■ WRITTEN TASK A: Repeat the passage on testing IBECC error injection word for word, from start to finish.

■ SOURCE EXCERPT:
Begin

It would be interesting to test the error correction of the IBECC: for this, the BIOS has an IBECC Error Injection setting that seems to allow to inject errors in order to check the IBECC functionality. However this BIOS setting is only briefly documented and I need to play around with it. But it seems that Inject Uncorrectedable Error on insertation counter allows to set some insertion count ("Number of transactions between ECC error injection") -- in contrast to Inject Correctable Error Address match where an error injection address match and an error injection mask need to be set (seems that if the mask is written to that address, this will lead to an ECC error: "This register defines the count of write chunks (64-bit data packets) until the next ECC error injection in case ECC_inject field in ECC_DFT_config is 110 or 111. The count is of chunks in order to allow creating ECC errors on different 64-bit chunks"

Also another related BIOS setting is not well documented: ECC DFT -- it seems that this is related to the error injection, i.e. needs to be enabled for testing, see page 258 of the Intel® Xeon® Processor E3-1200 v3 Product Family Datasheet – Volume 2 of 2.

Checking ECC support with Linux

Linux supports IBECC via Intel's IGEN6 module starting from version 2.5.1 that has been integrated in kernel version 5.11 . Update: but Alder Lake N is only supported with kernel 6.8.x and later.

On the Debian Bookworm live CD, I needed first to do: modprobe igen6_edac

To see that ECC is enabled, the dmidecode and edac-utils Linux commands can be used.

End

■ WRITTEN TASK B: In the records below, duplicate the lines starting with the line that contains "Exercise. Mark the cloudy" and going on through the line that contains "[(964, 331)]". Leave the pictures out of your copy.

■ SOURCE MATERIAL:
Begin

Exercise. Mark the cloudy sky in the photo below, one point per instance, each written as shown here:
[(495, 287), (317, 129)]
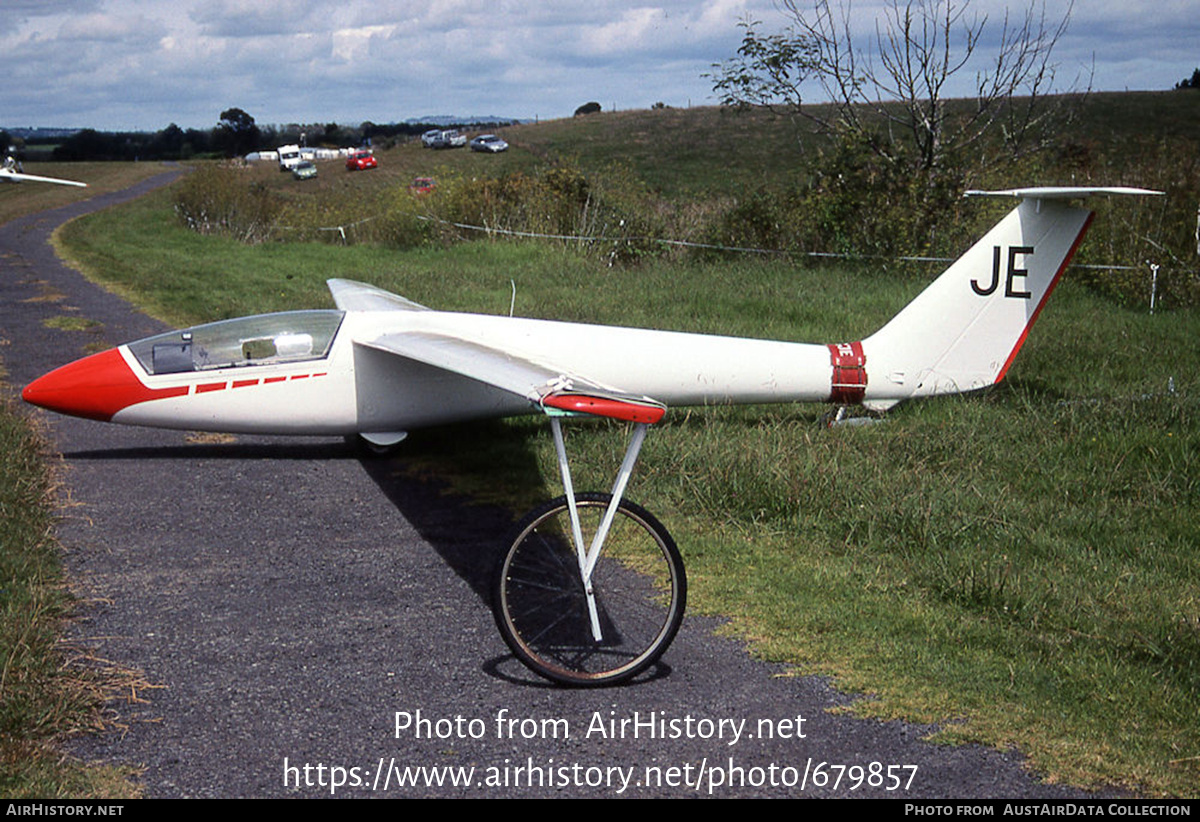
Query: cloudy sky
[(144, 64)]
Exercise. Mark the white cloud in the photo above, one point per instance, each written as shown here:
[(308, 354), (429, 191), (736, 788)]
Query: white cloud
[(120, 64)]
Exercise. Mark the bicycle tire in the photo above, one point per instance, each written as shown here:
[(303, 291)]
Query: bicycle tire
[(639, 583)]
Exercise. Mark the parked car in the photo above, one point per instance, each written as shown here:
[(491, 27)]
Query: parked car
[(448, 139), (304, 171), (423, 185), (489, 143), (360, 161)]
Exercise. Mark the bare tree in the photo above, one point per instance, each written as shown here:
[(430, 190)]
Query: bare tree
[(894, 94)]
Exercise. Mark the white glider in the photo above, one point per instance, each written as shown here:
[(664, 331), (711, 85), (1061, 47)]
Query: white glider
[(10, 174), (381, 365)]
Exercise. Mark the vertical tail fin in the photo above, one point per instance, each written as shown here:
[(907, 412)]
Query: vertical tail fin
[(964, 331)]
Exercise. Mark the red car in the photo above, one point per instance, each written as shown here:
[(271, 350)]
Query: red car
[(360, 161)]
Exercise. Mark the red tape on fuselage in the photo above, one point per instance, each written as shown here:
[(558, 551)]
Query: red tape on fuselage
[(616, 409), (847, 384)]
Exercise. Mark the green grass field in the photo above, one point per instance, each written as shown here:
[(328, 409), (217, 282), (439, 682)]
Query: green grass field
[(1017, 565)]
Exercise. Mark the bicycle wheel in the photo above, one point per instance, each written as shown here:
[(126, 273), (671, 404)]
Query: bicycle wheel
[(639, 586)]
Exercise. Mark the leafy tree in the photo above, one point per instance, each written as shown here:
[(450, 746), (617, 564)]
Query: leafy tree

End
Begin

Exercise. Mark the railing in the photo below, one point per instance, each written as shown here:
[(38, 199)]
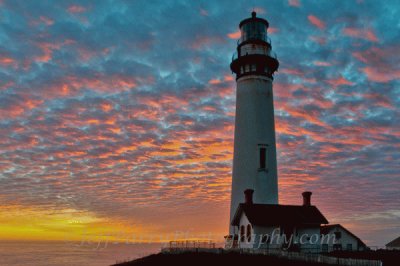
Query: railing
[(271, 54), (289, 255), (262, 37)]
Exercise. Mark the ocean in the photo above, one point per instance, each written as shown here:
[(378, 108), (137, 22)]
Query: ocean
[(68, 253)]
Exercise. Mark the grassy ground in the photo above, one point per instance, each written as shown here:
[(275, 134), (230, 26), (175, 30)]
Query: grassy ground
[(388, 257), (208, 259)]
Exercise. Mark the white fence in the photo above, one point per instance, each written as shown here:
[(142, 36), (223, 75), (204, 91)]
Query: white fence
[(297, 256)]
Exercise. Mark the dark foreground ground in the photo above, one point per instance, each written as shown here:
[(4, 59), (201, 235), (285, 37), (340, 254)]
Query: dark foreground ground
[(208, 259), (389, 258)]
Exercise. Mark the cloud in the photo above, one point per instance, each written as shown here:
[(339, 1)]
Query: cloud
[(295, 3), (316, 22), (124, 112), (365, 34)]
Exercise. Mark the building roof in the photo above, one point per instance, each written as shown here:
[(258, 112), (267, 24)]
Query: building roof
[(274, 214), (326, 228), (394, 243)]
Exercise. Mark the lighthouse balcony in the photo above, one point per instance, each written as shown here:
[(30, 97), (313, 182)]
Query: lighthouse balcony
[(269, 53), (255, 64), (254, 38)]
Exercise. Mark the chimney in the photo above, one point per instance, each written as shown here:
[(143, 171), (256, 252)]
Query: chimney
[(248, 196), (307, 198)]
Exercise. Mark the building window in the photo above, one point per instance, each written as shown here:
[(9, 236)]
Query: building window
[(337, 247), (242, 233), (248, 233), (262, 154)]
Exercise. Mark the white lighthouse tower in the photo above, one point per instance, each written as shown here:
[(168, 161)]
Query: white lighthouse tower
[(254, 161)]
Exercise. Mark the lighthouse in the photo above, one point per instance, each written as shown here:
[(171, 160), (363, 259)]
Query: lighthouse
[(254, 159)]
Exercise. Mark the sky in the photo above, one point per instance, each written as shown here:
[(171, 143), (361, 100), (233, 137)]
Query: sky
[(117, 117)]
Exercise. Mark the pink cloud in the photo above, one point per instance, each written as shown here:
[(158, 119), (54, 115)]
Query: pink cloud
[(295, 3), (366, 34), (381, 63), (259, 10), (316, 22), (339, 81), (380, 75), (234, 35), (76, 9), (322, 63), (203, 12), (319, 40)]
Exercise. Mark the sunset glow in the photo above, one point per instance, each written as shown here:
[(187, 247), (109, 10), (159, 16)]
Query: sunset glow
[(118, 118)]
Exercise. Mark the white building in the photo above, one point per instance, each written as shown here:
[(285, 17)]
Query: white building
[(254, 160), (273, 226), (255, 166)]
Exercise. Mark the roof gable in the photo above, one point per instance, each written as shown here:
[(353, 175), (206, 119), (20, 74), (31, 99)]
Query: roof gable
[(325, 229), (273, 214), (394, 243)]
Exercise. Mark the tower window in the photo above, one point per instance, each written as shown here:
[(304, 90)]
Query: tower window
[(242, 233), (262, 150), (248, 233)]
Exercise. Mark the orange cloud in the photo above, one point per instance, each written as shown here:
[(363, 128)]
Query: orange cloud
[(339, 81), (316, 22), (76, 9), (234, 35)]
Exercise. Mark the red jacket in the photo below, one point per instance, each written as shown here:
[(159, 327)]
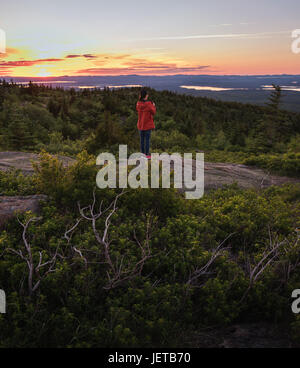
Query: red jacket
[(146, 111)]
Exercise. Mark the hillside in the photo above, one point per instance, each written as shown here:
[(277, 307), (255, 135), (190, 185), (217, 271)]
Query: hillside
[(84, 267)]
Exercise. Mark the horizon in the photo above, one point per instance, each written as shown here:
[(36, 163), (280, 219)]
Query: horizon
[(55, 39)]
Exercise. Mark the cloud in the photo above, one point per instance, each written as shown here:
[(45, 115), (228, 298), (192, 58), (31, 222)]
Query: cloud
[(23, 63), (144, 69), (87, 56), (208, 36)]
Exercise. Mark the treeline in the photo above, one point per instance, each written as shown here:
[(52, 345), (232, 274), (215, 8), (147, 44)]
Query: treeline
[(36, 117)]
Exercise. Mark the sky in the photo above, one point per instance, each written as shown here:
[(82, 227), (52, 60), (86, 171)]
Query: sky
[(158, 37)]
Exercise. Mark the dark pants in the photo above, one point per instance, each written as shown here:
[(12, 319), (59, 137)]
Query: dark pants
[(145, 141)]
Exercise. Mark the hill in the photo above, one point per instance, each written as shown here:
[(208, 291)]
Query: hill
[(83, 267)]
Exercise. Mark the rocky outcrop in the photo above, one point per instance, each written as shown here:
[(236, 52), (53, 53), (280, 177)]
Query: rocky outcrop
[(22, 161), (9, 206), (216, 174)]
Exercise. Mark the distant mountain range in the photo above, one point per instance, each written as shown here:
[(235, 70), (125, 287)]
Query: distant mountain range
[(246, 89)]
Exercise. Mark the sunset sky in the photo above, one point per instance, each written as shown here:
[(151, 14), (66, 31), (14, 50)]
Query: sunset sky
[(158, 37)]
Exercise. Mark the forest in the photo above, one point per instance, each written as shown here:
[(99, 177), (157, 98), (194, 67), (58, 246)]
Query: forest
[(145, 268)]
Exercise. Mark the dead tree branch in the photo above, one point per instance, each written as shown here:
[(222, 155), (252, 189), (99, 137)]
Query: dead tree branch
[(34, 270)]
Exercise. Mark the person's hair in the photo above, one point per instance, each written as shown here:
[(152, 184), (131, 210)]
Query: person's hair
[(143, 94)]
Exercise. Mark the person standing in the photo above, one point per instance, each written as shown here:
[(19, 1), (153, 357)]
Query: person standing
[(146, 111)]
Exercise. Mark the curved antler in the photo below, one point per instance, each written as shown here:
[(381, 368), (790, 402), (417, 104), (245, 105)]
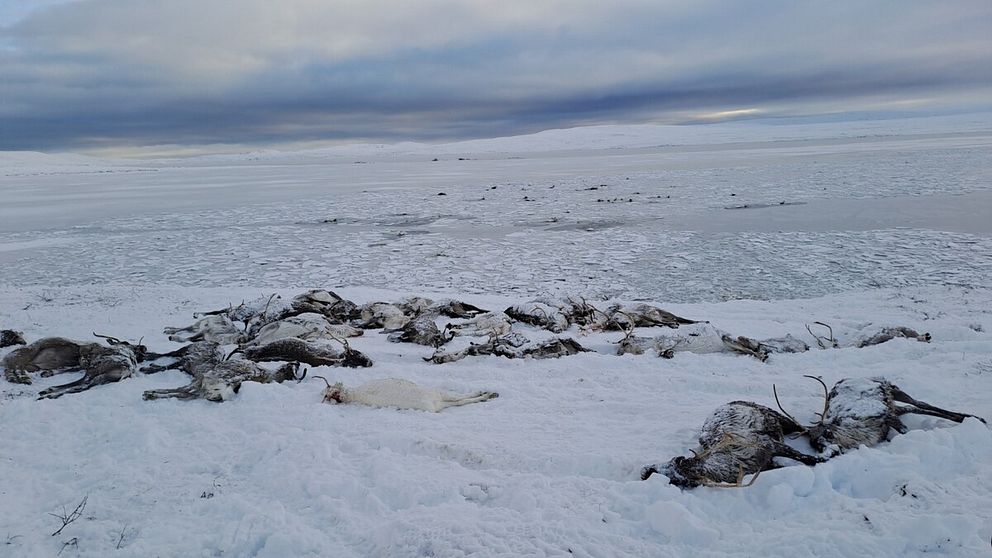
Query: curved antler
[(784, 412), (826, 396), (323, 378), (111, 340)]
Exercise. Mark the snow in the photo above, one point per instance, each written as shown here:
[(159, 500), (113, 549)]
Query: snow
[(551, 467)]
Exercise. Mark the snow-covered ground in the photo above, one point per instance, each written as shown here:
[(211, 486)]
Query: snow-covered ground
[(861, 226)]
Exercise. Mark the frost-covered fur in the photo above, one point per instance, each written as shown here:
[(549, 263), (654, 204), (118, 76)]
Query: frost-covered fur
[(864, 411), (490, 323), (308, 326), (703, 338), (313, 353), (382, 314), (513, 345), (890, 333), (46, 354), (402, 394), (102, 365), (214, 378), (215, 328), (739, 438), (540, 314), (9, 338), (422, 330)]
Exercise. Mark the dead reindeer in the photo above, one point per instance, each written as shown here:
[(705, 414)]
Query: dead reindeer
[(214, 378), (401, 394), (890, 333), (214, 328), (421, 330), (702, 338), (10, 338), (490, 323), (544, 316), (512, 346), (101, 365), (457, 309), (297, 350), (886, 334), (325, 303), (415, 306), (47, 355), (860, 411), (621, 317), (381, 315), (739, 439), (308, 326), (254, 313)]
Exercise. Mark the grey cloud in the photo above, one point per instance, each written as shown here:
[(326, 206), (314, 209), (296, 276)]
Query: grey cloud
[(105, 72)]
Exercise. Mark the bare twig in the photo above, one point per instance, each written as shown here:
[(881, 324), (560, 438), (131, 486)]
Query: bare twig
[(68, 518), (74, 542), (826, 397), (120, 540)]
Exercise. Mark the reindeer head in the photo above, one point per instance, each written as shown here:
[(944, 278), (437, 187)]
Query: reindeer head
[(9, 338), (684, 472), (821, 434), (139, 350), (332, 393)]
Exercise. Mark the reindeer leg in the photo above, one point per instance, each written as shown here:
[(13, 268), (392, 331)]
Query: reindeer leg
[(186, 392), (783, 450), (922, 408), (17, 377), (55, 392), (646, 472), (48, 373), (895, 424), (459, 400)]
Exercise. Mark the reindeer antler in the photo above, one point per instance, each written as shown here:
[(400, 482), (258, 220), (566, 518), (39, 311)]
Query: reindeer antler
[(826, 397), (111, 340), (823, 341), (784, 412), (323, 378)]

End

■ TASK SOLUTION A:
It would be interesting to test the error correction of the IBECC: for this, the BIOS has an IBECC Error Injection setting that seems to allow to inject errors in order to check the IBECC functionality. However this BIOS setting is only briefly documented and I need to play around with it. But it seems that Inject Uncorrectedable Error on insertation counter allows to set some insertion count ("Number of transactions between ECC error injection") -- in contrast to Inject Correctable Error Address match where an error injection address match and an error injection mask need to be set (seems that if the mask is written to that address, this will lead to an ECC error: "This register defines the count of write chunks (64-bit data packets) until the next ECC error injection in case ECC_inject field in ECC_DFT_config is 110 or 111. The count is of chunks in order to allow creating ECC errors on different 64-bit chunks"

Also another related BIOS setting is not well documented: ECC DFT -- it seems that this is related to the error injection, i.e. needs to be enabled for testing, see page 258 of the Intel® Xeon® Processor E3-1200 v3 Product Family Datasheet – Volume 2 of 2.

Checking ECC support with Linux

Linux supports IBECC via Intel's IGEN6 module starting from version 2.5.1 that has been integrated in kernel version 5.11 . Update: but Alder Lake N is only supported with kernel 6.8.x and later.

On the Debian Bookworm live CD, I needed first to do: modprobe igen6_edac

To see that ECC is enabled, the dmidecode and edac-utils Linux commands can be used.

■ TASK SOLUTION B:
Exercise. Mark the cloudy sky in the photo below, one point per instance, each written as shown here:
[(495, 287), (317, 129)]
Query: cloudy sky
[(144, 64)]
Exercise. Mark the white cloud in the photo above, one point per instance, each written as shown here:
[(308, 354), (429, 191), (736, 788)]
Query: white cloud
[(120, 64)]
Exercise. Mark the bicycle tire in the photo above, one point per instance, each written as shown here:
[(303, 291)]
Query: bicycle tire
[(639, 583)]
Exercise. Mark the parked car in the photo above, one point per instance, each written as shown here:
[(491, 27)]
Query: parked car
[(448, 139), (304, 171), (423, 185), (489, 143), (360, 161)]
Exercise. Mark the bare tree in the photo above, one point per instance, each written as shown here:
[(430, 190)]
Query: bare tree
[(894, 94)]
Exercise. Mark the white glider in the photo above, one point per instance, each written as shown here:
[(664, 331), (711, 85), (1061, 47)]
Query: white glider
[(10, 174), (381, 365)]
Exercise. Mark the vertical tail fin in the photo above, one point per instance, each written as shown here:
[(907, 412)]
Query: vertical tail fin
[(964, 331)]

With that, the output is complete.